> **GOALS**:
1. From the article on student veterans at GW, list the things Davis names as ones he has not heard or seen before.
2. Output the part of the article on student veterans at GW from "GW has been" up to and including "student veterans community.".

Tchudi said the program helps student veterans form a brand new community that can measure up to the military community that they left.

GW has been recognized by G.I. Jobs magazine as a “military friendly” institution in 2011, and Davis echoed their sentiment, providing an abundance of praise for the student veterans community.

“The support system that exists here, you really don’t see at other universities. Either because the veterans program doesn’t exist, or it’s minimal or guys are just trying to do their own thing. But I like the sense of community that’s here,” said Davis.

Davis described the application process as very smooth and exciting and said that his fellow student veterans were incredibly influential.

“I saw the support that was [at GWU] for all the veterans. Not only from the administration, but also the support that existed from other veterans,” said Davis, “It’s good to find people that you connect with and that’s mainly what made me much more comfortable with coming here.”

Davis feels his life experience has given him a greater appreciation for the education that he is receiving now.

Davis is a philosophy major with a minor in Russian, but he says he intends to pursue a future in international affairs.

“There’s a lot of music I haven’t heard before. Artists, celebrities that I’ve never heard of; TV that I’ve never seen before, that’s apparently popular. The strict environment that you were in is a lot different here, the kind of freedom that you have as a civilian is a very, very big difference,” said Davis.

This article was updated Sept. 6, 2011 to reflect the following:
The Hatchet incorrectly reported that Tommy Davis was a freshman. He is a sophomore. We regret this error.

> **RAW DATA**:

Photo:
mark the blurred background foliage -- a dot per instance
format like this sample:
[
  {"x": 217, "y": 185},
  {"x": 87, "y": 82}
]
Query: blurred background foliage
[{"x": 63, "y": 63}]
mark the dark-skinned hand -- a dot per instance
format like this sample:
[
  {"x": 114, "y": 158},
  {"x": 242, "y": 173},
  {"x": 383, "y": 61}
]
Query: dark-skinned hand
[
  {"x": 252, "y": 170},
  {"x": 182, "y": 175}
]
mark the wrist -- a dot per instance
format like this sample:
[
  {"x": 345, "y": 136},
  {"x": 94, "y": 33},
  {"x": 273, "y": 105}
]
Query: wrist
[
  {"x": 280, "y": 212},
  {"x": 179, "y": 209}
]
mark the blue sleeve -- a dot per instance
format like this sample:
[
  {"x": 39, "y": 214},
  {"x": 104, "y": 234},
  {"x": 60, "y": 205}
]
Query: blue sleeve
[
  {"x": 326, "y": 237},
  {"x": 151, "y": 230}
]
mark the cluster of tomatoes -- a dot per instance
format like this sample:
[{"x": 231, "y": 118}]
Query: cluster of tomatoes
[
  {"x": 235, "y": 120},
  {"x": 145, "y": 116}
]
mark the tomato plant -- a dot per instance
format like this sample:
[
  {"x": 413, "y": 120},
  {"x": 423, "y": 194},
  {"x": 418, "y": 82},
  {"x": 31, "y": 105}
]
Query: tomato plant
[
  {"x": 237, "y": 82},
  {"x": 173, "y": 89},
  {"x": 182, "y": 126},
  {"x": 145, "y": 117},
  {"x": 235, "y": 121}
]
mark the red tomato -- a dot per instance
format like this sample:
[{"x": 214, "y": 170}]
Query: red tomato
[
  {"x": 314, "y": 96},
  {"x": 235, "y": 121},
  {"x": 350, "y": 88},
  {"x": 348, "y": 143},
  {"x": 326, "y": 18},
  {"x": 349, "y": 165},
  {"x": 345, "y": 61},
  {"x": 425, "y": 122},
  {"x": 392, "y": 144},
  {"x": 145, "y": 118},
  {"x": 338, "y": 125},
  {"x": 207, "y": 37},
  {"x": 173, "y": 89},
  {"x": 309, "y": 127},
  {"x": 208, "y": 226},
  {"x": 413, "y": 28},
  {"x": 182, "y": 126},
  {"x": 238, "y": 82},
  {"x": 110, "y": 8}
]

> **ANSWER LIST**:
1. Music, artists, celebrities, TV

2.
GW has been recognized by G.I. Jobs magazine as a “military friendly” institution in 2011, and Davis echoed their sentiment, providing an abundance of praise for the student veterans community.